# Start of Passage shown
Sebiș () is a town in Arad County, western Transylvania, Romania. Situated 82 km from the county capital, Sebiș is one of the most important urban centres in the Crișul Alb valley. It administers three villages: Donceni (Dancsfalva), Prunișor (Kertes) and Sălăjeni (Szelezsény). Its territory occupies 61.81 square km in the greater Sebiș Basin, which is a sub-unit of the Crișul Alb Basin.

Demographics

According to the 2011 census, the town has 5,831 inhabitants, of which 90.53% are Romanians, 6.68% Roma, 2.31% Hungarians, and 0,1% are of other or undeclared ethnicities.

History
The first documentary mention of the locality dates back to the year 1552, while later, in 1746 Sebiș had a market status (). Donceni was registered in 1439, Prunișor in 1406 and Sălăjeni in 1574.
# End of Passage shown
# Start of Material supplied
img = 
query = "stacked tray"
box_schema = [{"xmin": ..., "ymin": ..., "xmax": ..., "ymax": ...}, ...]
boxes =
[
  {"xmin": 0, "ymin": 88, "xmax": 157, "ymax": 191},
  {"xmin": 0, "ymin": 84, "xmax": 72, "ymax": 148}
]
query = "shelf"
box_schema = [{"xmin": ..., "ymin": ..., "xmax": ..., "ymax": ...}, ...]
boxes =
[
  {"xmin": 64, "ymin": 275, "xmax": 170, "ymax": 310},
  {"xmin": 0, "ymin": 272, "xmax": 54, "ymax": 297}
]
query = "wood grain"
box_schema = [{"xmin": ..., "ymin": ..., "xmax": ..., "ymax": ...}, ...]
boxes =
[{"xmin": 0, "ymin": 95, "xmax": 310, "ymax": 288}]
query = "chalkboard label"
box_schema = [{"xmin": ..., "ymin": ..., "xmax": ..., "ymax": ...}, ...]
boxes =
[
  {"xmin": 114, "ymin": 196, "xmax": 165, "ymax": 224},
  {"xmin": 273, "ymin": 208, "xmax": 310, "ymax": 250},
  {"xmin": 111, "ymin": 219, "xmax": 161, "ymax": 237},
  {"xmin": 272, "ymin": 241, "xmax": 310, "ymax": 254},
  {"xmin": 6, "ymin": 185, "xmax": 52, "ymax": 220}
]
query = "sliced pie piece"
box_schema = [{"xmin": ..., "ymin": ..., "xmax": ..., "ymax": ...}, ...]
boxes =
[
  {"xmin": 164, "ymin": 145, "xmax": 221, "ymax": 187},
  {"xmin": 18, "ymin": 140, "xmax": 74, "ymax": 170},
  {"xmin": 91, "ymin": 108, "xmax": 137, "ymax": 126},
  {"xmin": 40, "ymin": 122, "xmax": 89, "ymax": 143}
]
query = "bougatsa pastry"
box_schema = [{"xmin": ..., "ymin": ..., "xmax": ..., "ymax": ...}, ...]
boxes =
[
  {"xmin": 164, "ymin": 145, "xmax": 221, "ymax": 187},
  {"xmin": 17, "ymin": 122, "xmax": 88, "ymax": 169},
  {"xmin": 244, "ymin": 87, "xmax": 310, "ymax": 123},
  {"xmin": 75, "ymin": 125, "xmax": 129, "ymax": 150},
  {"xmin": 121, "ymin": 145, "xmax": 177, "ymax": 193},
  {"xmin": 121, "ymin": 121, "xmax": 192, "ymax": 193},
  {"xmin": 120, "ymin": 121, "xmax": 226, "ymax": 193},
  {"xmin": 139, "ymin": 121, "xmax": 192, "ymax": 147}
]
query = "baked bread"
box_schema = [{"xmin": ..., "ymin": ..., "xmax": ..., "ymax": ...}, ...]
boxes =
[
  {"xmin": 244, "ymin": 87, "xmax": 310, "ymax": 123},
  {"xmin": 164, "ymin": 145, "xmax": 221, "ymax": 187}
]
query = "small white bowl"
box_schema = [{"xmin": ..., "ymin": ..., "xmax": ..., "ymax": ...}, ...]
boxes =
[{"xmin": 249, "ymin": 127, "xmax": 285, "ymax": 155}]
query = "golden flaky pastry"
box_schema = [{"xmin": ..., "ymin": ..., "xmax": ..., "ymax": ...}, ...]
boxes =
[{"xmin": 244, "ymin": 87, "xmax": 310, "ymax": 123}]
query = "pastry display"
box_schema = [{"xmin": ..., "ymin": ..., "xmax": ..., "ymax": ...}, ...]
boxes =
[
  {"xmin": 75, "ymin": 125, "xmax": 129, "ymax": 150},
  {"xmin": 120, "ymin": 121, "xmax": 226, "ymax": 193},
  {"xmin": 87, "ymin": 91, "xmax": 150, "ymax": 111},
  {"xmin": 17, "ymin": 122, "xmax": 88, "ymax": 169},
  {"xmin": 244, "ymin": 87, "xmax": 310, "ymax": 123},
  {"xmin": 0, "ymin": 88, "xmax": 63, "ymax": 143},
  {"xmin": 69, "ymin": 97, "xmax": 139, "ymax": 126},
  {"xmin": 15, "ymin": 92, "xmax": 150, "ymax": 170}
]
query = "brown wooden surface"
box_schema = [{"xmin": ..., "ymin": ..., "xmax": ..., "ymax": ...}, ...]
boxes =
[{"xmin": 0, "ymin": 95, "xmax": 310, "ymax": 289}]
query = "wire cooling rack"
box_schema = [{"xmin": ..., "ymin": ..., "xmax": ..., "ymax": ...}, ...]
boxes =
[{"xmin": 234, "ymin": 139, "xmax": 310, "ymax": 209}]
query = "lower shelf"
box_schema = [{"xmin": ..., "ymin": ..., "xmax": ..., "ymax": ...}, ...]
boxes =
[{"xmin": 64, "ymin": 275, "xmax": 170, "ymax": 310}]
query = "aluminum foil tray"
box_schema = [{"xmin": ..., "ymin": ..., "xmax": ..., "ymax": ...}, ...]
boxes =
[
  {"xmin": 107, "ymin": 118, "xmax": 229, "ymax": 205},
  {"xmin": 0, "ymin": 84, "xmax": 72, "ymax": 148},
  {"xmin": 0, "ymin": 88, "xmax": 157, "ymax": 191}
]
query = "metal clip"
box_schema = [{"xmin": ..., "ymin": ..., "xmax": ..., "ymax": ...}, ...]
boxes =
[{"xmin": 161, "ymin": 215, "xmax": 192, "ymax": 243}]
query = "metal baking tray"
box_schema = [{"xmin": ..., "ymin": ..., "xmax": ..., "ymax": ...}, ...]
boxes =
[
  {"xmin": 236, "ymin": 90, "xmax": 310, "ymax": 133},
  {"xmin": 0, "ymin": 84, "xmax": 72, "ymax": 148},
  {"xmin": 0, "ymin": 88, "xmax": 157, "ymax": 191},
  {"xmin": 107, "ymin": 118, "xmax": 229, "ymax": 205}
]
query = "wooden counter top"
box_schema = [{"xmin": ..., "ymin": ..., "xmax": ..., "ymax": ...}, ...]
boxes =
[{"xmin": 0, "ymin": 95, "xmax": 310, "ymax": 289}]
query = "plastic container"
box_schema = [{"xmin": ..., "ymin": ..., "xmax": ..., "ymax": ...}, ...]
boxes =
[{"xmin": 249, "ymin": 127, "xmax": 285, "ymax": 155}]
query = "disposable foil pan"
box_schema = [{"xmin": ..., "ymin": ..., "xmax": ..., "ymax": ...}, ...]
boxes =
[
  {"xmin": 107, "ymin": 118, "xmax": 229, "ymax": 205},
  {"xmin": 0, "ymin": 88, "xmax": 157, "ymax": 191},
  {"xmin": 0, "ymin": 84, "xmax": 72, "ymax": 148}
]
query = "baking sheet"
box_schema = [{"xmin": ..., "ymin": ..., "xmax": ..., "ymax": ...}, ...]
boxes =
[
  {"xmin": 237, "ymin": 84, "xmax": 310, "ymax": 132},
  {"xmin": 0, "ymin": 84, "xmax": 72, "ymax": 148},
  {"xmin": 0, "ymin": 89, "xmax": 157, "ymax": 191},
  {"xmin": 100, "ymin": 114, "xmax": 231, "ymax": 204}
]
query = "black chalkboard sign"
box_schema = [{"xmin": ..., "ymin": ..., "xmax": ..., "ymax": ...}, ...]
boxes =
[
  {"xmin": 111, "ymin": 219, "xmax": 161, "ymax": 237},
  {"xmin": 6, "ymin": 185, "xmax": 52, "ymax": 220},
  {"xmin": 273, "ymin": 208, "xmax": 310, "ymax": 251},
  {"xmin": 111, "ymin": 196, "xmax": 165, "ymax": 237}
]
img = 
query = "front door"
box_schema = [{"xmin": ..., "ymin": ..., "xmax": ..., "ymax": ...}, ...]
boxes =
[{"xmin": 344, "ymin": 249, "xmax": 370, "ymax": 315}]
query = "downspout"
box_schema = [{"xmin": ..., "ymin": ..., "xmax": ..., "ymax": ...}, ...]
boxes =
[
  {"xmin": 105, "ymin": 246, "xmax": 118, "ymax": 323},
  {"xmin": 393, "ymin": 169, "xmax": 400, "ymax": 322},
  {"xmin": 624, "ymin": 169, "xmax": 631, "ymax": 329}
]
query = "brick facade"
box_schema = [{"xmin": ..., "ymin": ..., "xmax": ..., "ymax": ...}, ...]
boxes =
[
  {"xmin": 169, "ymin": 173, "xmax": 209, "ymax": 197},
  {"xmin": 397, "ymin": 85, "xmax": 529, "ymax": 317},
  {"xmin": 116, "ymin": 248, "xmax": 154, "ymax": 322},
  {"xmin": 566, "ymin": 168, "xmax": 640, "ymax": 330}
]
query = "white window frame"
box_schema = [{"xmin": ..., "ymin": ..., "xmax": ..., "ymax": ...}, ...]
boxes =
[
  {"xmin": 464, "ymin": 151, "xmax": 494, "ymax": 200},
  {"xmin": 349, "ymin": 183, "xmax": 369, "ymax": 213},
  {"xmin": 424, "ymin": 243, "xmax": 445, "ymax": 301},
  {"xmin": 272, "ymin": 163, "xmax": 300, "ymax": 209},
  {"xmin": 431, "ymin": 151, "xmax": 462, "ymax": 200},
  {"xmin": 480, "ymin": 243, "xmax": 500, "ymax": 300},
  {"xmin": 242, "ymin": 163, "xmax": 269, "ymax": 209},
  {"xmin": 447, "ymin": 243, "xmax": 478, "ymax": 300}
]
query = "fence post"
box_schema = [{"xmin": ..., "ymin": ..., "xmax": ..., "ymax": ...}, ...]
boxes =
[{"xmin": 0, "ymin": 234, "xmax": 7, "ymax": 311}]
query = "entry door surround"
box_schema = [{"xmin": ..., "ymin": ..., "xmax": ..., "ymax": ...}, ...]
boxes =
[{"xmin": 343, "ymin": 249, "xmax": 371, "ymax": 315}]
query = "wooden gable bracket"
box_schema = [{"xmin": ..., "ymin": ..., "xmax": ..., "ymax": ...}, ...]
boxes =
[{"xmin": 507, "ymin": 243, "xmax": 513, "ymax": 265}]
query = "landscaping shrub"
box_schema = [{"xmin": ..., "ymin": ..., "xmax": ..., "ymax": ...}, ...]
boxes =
# End of Material supplied
**Stated task 1:** Write out the Sebiș passage again, beginning at "According to the" and stopping after "or undeclared ethnicities.", and switch "census" to "population count".
**Stated task 2:** According to the Sebiș passage, in what year was Prunișor registered?
**Stated task 3:** Can you carry the Sebiș passage on from its last sentence?

**Expected output 1:**
According to the 2011 population count, the town has 5,831 inhabitants, of which 90.53% are Romanians, 6.68% Roma, 2.31% Hungarians, and 0,1% are of other or undeclared ethnicities.

**Expected output 2:** 1406

**Expected output 3:**
Until the end of the 18th century Sebiș had been under Ottoman occupation and later under Habsburg administration. During the latter period the settlement had undergone an accentuated development.

Economy
The Sebiș Solar Park, completed in December 2013, has about 317,000 state-of-the-art thin film photovoltaic panels, for a total nameplate capacity of 65 megawatts.  This is the largest photovoltaic power station in Romania, built at a cost of €100 million.

Tourism
For the tourists Sebiș is the point of departure towards the superior course of the Crișului Alb River, towards the thermal bath in Moneasa and towards the peaks of the Codru-Moma Mountains.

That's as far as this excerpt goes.